* **DESCRIPTION OF THE TASK**
Restate word for word each line of the data, starting at the one containing "of the granulated" and running through the last.

#### MATERIAL SUPPLIED

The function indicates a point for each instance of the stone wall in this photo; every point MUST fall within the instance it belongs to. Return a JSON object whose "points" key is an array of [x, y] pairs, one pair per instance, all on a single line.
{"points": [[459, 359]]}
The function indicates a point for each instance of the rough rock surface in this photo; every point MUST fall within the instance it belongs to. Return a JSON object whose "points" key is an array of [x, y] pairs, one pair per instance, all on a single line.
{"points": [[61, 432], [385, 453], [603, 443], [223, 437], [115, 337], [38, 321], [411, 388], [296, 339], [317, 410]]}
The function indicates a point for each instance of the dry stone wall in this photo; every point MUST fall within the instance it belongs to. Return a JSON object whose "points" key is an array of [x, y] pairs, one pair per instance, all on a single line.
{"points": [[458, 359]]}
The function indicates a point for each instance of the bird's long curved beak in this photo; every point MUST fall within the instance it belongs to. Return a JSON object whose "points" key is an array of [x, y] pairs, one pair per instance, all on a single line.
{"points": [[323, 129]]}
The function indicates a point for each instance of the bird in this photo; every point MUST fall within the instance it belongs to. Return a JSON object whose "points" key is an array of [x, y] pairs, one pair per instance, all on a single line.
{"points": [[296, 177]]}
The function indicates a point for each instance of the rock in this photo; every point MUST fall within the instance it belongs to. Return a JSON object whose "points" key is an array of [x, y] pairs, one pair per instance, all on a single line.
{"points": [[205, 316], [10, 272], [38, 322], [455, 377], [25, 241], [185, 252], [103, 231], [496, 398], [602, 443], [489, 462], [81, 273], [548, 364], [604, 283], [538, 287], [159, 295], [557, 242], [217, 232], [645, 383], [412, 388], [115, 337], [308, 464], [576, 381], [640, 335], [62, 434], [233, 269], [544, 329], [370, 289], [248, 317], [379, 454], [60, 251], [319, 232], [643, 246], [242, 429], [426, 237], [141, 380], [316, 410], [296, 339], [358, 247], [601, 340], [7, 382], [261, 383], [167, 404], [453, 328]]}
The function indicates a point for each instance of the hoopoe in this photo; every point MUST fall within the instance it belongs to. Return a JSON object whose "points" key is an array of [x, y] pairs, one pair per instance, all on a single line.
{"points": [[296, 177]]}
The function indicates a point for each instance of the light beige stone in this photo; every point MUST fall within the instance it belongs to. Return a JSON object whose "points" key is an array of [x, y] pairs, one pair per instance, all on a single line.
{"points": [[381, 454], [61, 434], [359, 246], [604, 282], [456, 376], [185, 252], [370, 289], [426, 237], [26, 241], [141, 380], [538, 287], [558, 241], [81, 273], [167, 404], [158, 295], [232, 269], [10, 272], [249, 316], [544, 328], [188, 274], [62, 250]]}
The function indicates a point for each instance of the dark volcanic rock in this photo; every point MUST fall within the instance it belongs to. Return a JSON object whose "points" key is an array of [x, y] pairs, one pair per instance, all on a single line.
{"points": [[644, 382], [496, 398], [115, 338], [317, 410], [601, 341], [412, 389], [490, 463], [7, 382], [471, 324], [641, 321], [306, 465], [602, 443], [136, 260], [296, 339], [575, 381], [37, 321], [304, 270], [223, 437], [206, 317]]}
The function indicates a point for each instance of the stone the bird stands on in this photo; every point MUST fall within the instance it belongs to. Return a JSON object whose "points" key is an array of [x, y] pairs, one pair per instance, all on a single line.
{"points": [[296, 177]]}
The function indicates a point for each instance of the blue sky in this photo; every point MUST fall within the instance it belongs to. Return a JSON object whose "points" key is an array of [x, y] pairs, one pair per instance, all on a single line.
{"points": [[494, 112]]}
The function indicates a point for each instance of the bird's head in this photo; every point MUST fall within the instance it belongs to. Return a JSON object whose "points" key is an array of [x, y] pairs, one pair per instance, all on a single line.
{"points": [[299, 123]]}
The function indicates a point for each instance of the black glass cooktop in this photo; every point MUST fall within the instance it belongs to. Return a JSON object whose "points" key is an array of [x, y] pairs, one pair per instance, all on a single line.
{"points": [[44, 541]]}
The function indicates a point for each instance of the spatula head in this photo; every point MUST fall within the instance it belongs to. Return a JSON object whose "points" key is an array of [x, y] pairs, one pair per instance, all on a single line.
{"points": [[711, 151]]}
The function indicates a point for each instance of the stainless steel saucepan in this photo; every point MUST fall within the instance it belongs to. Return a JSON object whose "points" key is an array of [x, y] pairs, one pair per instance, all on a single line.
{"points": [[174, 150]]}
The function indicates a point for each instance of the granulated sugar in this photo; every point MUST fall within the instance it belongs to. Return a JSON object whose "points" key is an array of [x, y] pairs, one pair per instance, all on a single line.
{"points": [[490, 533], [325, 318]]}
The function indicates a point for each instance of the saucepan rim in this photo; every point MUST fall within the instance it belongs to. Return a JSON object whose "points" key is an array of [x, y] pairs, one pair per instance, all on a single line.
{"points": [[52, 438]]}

########

* **RESULT FOR THIS TASK**
The function indicates a point for each instance of the granulated sugar in this photo; every point MUST fall within the instance it belongs to. Return a JSON object whose "points" key is an array of [x, y] pairs, one pair per instance, all on a single line.
{"points": [[490, 533], [325, 318]]}
The function indicates a point for each instance of the saucepan rim in this photo; every point MUST fall within the instance it belongs to. Return a JSON object whose "points" key is an array of [x, y] pairs, one pair per instance, all on a single line.
{"points": [[52, 438]]}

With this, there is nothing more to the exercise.